(Labeled region records)
>> begin

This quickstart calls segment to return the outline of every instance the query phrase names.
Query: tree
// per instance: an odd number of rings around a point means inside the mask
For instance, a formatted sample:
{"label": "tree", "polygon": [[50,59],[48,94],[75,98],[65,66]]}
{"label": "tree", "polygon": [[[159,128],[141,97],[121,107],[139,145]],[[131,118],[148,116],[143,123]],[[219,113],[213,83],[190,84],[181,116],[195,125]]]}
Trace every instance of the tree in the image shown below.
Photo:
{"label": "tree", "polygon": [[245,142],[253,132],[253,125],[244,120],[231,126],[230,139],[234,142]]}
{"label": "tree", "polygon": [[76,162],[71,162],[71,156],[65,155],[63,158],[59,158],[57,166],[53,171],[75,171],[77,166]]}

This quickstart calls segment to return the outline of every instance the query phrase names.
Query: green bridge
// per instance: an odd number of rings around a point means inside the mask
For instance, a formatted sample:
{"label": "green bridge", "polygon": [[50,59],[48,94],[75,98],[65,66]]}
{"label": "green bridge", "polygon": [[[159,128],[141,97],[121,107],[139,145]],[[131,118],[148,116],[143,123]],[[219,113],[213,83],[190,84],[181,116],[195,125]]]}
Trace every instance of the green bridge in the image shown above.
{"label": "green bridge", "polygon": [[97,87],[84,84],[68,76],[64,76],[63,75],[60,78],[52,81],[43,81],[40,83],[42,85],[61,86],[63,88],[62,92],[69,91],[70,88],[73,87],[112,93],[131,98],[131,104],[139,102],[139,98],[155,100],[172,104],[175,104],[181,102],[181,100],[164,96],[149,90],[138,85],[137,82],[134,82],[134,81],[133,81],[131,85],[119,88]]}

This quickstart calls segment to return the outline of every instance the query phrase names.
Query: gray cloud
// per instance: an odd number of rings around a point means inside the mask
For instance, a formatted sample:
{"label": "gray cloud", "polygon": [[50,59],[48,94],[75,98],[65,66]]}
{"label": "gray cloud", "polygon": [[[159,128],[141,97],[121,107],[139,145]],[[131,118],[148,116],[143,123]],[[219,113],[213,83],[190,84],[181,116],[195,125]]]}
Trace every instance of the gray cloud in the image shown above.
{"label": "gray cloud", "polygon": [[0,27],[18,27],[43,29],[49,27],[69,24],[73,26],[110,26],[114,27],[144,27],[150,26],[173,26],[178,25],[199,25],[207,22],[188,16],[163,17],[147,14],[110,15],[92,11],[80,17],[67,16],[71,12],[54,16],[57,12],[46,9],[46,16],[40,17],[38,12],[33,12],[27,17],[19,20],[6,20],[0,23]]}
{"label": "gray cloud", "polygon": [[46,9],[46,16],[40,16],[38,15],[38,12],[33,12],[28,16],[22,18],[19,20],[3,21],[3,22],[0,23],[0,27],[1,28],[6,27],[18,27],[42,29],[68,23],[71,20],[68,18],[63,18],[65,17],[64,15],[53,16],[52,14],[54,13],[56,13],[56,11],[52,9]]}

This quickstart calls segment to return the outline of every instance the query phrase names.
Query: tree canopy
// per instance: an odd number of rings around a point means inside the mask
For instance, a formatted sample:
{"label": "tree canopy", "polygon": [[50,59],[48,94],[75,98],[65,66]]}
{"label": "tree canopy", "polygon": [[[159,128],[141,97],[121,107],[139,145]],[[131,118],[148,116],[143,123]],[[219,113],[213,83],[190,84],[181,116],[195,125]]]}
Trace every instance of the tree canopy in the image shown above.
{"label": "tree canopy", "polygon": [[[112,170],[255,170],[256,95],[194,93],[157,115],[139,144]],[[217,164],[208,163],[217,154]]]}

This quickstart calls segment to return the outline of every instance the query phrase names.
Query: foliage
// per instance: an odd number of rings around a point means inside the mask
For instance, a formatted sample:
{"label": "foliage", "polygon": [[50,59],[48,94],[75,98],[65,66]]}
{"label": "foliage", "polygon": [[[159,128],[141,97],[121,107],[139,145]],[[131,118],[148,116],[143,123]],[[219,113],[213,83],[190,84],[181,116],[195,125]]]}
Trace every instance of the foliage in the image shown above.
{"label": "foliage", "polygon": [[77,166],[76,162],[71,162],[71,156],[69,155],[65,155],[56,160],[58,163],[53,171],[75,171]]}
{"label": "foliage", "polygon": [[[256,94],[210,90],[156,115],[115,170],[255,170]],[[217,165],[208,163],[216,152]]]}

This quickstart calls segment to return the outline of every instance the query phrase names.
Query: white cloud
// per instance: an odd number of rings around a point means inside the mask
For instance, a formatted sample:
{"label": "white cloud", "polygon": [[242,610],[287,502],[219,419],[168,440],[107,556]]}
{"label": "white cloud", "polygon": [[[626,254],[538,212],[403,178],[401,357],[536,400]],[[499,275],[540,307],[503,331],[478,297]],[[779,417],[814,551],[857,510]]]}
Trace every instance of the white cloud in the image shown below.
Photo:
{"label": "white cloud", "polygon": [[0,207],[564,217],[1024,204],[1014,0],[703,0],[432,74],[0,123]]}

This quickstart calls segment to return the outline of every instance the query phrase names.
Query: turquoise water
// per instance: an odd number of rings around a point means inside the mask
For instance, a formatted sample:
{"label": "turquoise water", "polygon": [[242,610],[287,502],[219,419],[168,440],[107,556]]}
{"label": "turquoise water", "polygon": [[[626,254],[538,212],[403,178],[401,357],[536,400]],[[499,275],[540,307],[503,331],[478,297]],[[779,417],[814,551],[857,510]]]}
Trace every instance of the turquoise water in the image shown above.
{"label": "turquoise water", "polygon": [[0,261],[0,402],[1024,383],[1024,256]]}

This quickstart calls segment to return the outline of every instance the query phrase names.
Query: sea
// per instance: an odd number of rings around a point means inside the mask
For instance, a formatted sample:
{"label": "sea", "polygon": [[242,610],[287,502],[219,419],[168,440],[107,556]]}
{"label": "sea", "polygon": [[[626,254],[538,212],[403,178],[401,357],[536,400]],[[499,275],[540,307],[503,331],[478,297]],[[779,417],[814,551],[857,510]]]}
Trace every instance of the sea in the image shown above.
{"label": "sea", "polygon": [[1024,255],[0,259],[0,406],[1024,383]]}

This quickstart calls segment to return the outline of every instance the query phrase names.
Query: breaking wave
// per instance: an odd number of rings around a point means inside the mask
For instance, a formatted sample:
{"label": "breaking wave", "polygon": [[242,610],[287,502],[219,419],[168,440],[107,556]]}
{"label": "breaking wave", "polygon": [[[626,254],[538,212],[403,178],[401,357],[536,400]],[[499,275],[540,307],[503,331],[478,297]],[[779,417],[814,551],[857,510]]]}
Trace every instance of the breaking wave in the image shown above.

>> end

What the task requires >>
From the records above, please extract every line and repeat it exactly.

Exercise result >>
This quickstart calls segment to return the outline of every instance the query phrase names.
Query: tree
// per instance: an odd number of rings around a point means inside the mask
For instance, a formatted sample:
{"label": "tree", "polygon": [[50,59],[48,94],[75,98],[65,66]]}
{"label": "tree", "polygon": [[[159,128],[141,97],[121,107],[139,145]],[[131,118],[148,116],[143,123]],[[219,113],[213,83],[190,84],[181,116],[195,125]]]}
Trace every instance of the tree in the image shown below.
Photo:
{"label": "tree", "polygon": [[245,142],[253,132],[253,125],[244,120],[231,126],[230,139],[234,142]]}
{"label": "tree", "polygon": [[76,162],[71,162],[71,156],[65,155],[63,158],[59,158],[57,166],[53,171],[75,171],[77,166]]}

This quickstart calls segment to return the outline of every instance the query phrase names.
Query: green bridge
// per instance: an odd number of rings around a point means inside the mask
For instance, a formatted sample:
{"label": "green bridge", "polygon": [[50,59],[48,94],[75,98],[65,66]]}
{"label": "green bridge", "polygon": [[[159,128],[141,97],[121,107],[139,145]],[[131,118],[148,116],[143,123]],[[219,113],[213,83],[190,84],[181,116],[195,125]]]}
Trace every instance of the green bridge in the image shown above.
{"label": "green bridge", "polygon": [[97,87],[84,84],[68,76],[64,76],[63,75],[60,78],[52,81],[43,81],[40,83],[42,85],[61,86],[63,88],[62,92],[69,91],[70,88],[73,87],[112,93],[131,98],[131,104],[139,102],[139,98],[155,100],[172,104],[175,104],[181,102],[181,100],[164,96],[149,90],[138,85],[137,82],[134,82],[134,81],[133,81],[131,85],[119,88]]}

This quickstart calls segment to return the outline of every instance the query phrase names.
Query: gray cloud
// per instance: an odd number of rings around a point means inside the mask
For instance, a formatted sample:
{"label": "gray cloud", "polygon": [[50,59],[48,94],[75,98],[65,66]]}
{"label": "gray cloud", "polygon": [[[159,128],[141,97],[121,107],[139,145]],[[131,118],[148,116],[143,123]],[[219,113],[213,83],[190,84],[181,116],[195,125]]]}
Trace every instance of the gray cloud in the image shown above.
{"label": "gray cloud", "polygon": [[0,27],[18,27],[43,29],[49,27],[69,24],[73,26],[110,26],[114,27],[144,27],[150,26],[173,26],[178,25],[199,25],[207,22],[188,16],[163,17],[147,14],[110,15],[92,11],[80,17],[67,16],[71,12],[54,16],[57,12],[46,9],[46,16],[40,17],[38,12],[33,12],[27,17],[19,20],[6,20],[0,23]]}
{"label": "gray cloud", "polygon": [[46,9],[46,16],[40,16],[38,15],[38,12],[33,12],[28,16],[22,18],[19,20],[3,21],[3,22],[0,23],[0,27],[1,28],[6,27],[18,27],[42,29],[68,23],[71,20],[68,18],[63,18],[65,17],[64,15],[53,16],[52,14],[54,13],[56,13],[56,11],[52,9]]}

This quickstart calls segment to return the outline of every instance the query phrase names.
Query: tree canopy
// per instance: an odd number of rings around a point means inside the mask
For instance, a formatted sample:
{"label": "tree canopy", "polygon": [[50,59],[48,94],[75,98],[65,66]]}
{"label": "tree canopy", "polygon": [[[159,128],[141,97],[121,107],[139,145]],[[131,118],[148,116],[143,123]],[[219,113],[213,83],[190,84],[181,116],[195,125]]]}
Trace every instance of the tree canopy in the image shown above.
{"label": "tree canopy", "polygon": [[[112,170],[255,170],[256,95],[194,93],[157,115],[139,144]],[[217,164],[208,163],[217,154]]]}

This quickstart calls segment to return the outline of every instance the query phrase names.
Query: foliage
// per instance: an odd number of rings around a point means inside the mask
For instance, a formatted sample:
{"label": "foliage", "polygon": [[50,59],[48,94],[75,98],[65,66]]}
{"label": "foliage", "polygon": [[[159,128],[141,97],[121,107],[139,145]],[[131,118],[148,116],[143,123]],[[219,113],[213,83],[190,84],[181,116],[195,125]]]}
Trace every instance of the foliage in the image shown above.
{"label": "foliage", "polygon": [[77,166],[76,162],[71,162],[71,156],[69,155],[65,155],[56,160],[58,163],[53,171],[75,171]]}
{"label": "foliage", "polygon": [[[256,94],[210,90],[156,115],[115,170],[255,170]],[[217,165],[208,163],[216,152]]]}

This quickstart calls segment to return the outline of every instance the query phrase names.
Query: white cloud
// per instance: an odd number of rings around a point means inside the mask
For instance, a formatted sample:
{"label": "white cloud", "polygon": [[242,610],[287,502],[219,419],[168,440],[107,556]]}
{"label": "white cloud", "polygon": [[[626,254],[538,212],[403,178],[401,357],[536,400]],[[499,275],[540,307],[503,331],[478,297]],[[779,417],[814,551],[857,510]]]}
Trace every instance of the white cloud in the image shown below.
Photo:
{"label": "white cloud", "polygon": [[0,207],[564,217],[1024,204],[1014,0],[703,0],[432,74],[0,123]]}

This quickstart calls segment to return the outline of every instance the query phrase names.
Query: turquoise water
// per instance: an odd number of rings around a point means inside the mask
For instance, a formatted sample:
{"label": "turquoise water", "polygon": [[242,610],[287,502],[219,419],[168,440],[107,556]]}
{"label": "turquoise water", "polygon": [[[626,254],[538,212],[403,178],[401,357],[536,400]],[[499,275],[540,307],[503,331],[478,297]],[[779,417],[814,551],[857,510]]]}
Trace every instance of the turquoise water in the image shown above.
{"label": "turquoise water", "polygon": [[0,261],[0,402],[1024,383],[1024,256]]}

This quickstart calls segment to return the outline of every instance the query phrase names.
Query: sea
// per instance: an odd number of rings around a point means inside the mask
For instance, a formatted sample:
{"label": "sea", "polygon": [[242,610],[287,502],[219,419],[168,440],[107,556]]}
{"label": "sea", "polygon": [[[626,254],[538,212],[403,178],[401,357],[536,400]],[[499,275],[540,307],[503,331],[478,297]],[[779,417],[814,551],[857,510]]]}
Trace every instance of the sea in the image shown above.
{"label": "sea", "polygon": [[1024,255],[0,259],[0,406],[1024,383]]}

This quickstart calls segment to return the outline of every instance the query phrase names.
Query: breaking wave
// per instance: an odd number of rings around a point means inside the mask
For instance, a formatted sample:
{"label": "breaking wave", "polygon": [[242,610],[287,502],[219,419],[168,440],[107,556]]}
{"label": "breaking wave", "polygon": [[[626,254],[538,212],[403,178],[401,357],[536,400]],[[499,275],[540,307],[503,331],[478,297]],[[779,417],[814,551],[857,510]]]}
Trace every instance of the breaking wave in the image shown above.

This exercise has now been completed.